**YOUR OBJECTIVE**
Output as a JSON list of strings, one per line with blank lines omitted, the lines starting at the line containing "Keypoint placement: for each instance of the curved" and ending at the last line of the items below, both ends included.
------
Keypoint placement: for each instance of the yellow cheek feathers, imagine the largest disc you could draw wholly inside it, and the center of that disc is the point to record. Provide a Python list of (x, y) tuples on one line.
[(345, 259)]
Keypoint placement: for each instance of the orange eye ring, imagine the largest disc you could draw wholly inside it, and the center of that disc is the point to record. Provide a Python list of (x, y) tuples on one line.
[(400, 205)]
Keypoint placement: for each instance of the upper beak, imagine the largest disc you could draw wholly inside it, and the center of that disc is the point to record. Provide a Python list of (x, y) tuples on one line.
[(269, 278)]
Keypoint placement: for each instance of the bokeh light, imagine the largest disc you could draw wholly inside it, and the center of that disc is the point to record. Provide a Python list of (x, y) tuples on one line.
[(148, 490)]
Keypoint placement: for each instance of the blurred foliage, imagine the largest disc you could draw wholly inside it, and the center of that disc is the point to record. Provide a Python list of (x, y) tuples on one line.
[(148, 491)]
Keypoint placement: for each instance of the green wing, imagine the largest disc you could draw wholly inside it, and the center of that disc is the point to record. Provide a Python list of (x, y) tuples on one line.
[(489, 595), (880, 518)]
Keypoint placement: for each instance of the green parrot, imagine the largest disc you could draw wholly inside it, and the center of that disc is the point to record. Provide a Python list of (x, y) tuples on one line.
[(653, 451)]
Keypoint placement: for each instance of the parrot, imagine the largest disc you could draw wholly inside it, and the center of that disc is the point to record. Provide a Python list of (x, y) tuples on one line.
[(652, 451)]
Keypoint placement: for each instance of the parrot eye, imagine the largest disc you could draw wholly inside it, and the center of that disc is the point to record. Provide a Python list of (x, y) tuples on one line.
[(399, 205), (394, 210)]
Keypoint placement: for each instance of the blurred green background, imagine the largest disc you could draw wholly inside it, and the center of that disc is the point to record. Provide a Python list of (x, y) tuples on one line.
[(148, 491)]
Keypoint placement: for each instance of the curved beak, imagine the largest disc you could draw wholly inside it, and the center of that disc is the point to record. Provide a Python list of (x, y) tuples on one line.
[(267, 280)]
------
**REPLY**
[
  "Keypoint placement: for each instance of the curved beak, imagine the largest disc you could draw wholly inside it, and the center of that disc is the point to record. Provide a Python list of (x, y) tuples on one line.",
  "[(267, 280)]"
]